Set down exactly the lines that run from the line with "of the small" to the end of the data, and nothing else.
--- Start of Supplied information ---
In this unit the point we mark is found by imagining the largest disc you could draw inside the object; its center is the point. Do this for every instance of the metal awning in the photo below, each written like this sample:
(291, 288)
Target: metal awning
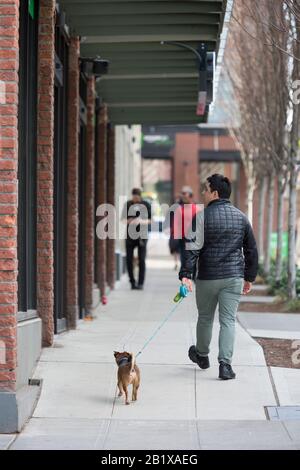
(147, 83)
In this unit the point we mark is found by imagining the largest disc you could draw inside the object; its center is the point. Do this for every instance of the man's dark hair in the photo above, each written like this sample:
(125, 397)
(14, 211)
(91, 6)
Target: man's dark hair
(221, 184)
(136, 192)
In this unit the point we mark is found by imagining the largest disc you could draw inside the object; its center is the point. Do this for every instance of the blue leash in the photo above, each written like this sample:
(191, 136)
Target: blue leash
(183, 292)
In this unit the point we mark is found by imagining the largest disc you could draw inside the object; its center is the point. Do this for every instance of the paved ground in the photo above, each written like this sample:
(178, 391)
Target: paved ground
(179, 406)
(271, 325)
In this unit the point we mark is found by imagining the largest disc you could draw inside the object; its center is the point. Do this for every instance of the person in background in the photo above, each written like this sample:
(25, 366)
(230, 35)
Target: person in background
(183, 217)
(224, 249)
(137, 215)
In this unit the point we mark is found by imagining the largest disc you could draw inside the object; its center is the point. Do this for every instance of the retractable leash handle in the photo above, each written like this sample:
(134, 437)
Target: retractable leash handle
(183, 292)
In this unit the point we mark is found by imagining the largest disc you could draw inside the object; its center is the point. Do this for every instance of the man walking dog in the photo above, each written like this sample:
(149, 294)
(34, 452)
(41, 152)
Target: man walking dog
(227, 260)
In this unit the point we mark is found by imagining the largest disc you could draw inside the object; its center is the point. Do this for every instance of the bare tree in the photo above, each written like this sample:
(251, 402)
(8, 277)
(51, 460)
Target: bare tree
(256, 65)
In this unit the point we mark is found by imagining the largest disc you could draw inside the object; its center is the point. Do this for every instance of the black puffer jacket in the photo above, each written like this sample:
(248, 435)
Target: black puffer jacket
(228, 249)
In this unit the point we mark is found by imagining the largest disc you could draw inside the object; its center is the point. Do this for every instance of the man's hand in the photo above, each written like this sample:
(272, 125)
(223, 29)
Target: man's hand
(247, 287)
(188, 283)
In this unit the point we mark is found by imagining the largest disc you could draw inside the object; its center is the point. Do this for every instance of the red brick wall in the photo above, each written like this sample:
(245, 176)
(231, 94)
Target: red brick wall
(72, 205)
(90, 198)
(9, 65)
(45, 134)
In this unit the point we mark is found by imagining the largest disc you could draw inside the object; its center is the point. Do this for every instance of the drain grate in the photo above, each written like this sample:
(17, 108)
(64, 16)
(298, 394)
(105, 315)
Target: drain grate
(283, 413)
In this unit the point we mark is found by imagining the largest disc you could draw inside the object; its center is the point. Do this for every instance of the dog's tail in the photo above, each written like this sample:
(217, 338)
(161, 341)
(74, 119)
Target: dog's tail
(132, 362)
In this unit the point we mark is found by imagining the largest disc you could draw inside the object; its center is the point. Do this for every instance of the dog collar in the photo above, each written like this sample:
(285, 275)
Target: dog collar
(123, 361)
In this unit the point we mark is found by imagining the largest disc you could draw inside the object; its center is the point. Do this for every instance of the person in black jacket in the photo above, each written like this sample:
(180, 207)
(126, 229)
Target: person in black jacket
(137, 215)
(224, 250)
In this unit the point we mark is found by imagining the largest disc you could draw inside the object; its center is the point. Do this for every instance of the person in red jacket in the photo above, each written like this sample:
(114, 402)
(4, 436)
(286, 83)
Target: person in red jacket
(183, 217)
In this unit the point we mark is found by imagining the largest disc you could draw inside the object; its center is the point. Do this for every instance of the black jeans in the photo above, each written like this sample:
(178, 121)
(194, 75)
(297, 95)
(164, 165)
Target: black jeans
(141, 244)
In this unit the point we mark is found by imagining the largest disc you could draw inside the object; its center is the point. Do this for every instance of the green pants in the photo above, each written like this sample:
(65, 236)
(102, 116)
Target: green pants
(226, 293)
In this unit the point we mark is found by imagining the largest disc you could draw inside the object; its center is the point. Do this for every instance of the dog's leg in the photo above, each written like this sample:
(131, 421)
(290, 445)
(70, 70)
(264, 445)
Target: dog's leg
(134, 392)
(126, 395)
(120, 389)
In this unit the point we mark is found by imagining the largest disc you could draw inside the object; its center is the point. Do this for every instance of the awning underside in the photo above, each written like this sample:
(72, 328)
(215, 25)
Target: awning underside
(147, 82)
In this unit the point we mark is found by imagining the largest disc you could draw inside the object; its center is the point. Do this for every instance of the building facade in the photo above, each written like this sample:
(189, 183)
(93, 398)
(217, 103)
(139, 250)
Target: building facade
(60, 158)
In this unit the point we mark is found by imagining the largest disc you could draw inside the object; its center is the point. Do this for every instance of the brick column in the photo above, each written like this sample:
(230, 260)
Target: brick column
(9, 65)
(45, 148)
(101, 191)
(72, 209)
(90, 196)
(111, 257)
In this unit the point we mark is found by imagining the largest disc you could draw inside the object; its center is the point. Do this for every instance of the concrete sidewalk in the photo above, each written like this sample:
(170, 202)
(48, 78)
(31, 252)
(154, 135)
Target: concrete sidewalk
(179, 406)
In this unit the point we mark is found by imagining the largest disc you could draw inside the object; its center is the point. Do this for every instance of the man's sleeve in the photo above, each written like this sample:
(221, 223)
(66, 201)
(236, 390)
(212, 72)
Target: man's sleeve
(193, 245)
(250, 254)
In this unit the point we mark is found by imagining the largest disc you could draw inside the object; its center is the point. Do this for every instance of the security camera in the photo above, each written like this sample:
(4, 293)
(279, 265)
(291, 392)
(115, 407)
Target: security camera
(100, 67)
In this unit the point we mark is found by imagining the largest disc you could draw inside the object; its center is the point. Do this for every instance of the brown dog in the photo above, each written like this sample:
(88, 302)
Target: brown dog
(128, 374)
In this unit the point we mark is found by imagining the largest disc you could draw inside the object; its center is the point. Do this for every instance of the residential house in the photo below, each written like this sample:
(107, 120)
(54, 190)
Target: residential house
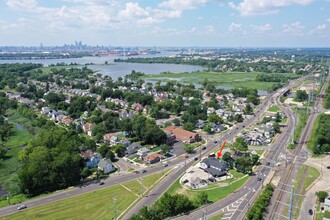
(143, 152)
(200, 124)
(88, 128)
(125, 142)
(170, 138)
(106, 137)
(106, 165)
(238, 154)
(133, 148)
(183, 135)
(114, 140)
(91, 159)
(214, 166)
(45, 110)
(153, 158)
(217, 128)
(125, 114)
(327, 204)
(66, 120)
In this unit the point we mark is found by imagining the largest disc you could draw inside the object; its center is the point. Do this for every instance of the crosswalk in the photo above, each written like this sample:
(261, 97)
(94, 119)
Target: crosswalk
(229, 210)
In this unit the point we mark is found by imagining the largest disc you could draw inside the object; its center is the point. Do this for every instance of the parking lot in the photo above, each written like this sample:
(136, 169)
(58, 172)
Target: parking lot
(198, 178)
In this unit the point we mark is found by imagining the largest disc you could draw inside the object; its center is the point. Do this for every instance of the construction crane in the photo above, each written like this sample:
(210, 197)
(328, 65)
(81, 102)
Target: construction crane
(219, 153)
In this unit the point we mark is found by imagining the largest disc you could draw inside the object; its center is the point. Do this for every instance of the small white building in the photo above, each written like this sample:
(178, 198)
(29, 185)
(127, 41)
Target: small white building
(106, 165)
(327, 204)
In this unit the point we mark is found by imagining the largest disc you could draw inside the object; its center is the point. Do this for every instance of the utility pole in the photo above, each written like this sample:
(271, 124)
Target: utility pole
(294, 127)
(291, 204)
(115, 203)
(309, 99)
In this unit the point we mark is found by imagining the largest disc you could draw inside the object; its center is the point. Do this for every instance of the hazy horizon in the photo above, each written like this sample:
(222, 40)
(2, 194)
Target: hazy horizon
(167, 23)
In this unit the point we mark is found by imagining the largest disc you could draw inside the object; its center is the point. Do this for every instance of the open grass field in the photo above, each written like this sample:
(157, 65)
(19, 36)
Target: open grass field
(302, 121)
(312, 140)
(214, 193)
(274, 108)
(92, 205)
(311, 175)
(231, 79)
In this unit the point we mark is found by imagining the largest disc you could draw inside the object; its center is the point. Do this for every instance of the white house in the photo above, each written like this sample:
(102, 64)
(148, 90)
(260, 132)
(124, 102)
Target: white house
(327, 204)
(106, 165)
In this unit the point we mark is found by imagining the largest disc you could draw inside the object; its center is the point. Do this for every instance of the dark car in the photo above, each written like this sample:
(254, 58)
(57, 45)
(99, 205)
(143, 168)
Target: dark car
(310, 211)
(21, 207)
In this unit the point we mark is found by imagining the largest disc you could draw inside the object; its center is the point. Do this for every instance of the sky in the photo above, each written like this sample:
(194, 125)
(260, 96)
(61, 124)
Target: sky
(188, 23)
--- End of Supplied information ---
> _Result of the task_
In this unit the point we mark is found by imagining the largest disc you could draw inside the object; its center is the point. Do this for every instance of the small white building in the photo above, each written like this sample:
(178, 198)
(29, 185)
(127, 41)
Target: small white building
(106, 165)
(327, 204)
In this unit the point we mark is found by imagining the largest disc you could draw inside the object; its center is the point. Do this for every instance of the utility pole in the photo above, each written like this sample:
(271, 124)
Target: utility pole
(294, 127)
(291, 204)
(115, 203)
(309, 99)
In this unit the point we mark is found by imagining the largest disc you could draw inside the object; its center is the point. Do this for every instance of the hazy horizon in the photo above, each written like this sample:
(222, 40)
(2, 194)
Target: hazy horizon
(167, 23)
In this unit the point we mark is found by imagining the largest disc you could draw inside the object; its center is the point. Do this for every instance of the open grass field in the photo above, each written like this sample:
(157, 65)
(19, 36)
Target: open grass field
(302, 121)
(312, 140)
(214, 193)
(274, 108)
(92, 205)
(311, 175)
(231, 79)
In this unit the point we mark is found by imagining the largest disc you could draw inside the object; its center is the point. Do this for every instance of the white house in the photo above, each written like this sample:
(102, 64)
(148, 90)
(260, 132)
(124, 102)
Target: white house
(327, 204)
(106, 165)
In this unit the point we mark is found by imagining the largest disc you could draw inside the object; its center is the point. Do this for every instance of the dark car in the photo above, each written like this sample:
(254, 58)
(57, 45)
(99, 205)
(143, 168)
Target: dark car
(310, 211)
(21, 207)
In this unit the point we mark is found by imagining the largest disc you could draw inside the object; its center is the point. Do this for every instance of the sky in the photo above, each written like this sample:
(194, 125)
(260, 96)
(61, 124)
Target: sky
(188, 23)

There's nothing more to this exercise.